* _What you have to do_
Wherever a line below holds the word "brown", copy that line.

* _Dataset content_
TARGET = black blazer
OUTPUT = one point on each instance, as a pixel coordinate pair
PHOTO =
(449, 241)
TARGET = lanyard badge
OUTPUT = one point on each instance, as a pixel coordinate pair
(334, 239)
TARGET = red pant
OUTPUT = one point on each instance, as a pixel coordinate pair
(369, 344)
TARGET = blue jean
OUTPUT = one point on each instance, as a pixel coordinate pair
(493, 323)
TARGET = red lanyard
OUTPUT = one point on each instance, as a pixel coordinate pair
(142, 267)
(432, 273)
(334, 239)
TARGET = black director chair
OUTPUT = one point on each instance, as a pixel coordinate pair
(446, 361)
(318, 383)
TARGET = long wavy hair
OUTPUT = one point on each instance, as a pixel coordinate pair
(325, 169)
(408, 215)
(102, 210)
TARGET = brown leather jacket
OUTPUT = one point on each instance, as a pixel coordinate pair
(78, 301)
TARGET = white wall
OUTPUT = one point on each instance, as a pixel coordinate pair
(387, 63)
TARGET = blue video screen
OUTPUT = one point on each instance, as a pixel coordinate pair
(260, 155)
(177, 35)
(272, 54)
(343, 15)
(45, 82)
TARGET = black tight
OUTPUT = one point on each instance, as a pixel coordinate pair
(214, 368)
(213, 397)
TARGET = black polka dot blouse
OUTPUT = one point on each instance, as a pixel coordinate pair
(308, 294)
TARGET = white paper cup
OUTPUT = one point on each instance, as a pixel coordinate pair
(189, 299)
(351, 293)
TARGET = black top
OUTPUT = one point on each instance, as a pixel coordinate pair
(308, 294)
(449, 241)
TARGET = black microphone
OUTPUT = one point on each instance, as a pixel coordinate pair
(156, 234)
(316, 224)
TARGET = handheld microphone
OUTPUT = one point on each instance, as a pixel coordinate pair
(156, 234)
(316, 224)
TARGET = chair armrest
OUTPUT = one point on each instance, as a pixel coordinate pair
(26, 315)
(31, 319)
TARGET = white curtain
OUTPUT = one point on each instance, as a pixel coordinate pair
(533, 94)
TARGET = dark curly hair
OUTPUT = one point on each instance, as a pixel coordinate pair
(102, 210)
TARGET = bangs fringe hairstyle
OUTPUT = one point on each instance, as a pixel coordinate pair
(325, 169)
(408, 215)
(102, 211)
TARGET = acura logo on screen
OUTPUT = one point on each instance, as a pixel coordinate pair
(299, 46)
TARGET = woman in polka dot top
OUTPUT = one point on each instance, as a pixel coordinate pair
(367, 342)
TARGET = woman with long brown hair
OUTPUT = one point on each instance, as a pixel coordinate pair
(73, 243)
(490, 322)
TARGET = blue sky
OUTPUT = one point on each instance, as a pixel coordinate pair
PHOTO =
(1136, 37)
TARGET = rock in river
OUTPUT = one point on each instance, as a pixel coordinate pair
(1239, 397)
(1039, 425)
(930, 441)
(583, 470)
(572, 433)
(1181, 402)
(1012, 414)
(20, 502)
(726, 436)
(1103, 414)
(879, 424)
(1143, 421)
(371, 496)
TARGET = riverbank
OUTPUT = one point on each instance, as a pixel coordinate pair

* _Answer to this task_
TARGET = brown leather jacket
TARGET = woman with long brown hair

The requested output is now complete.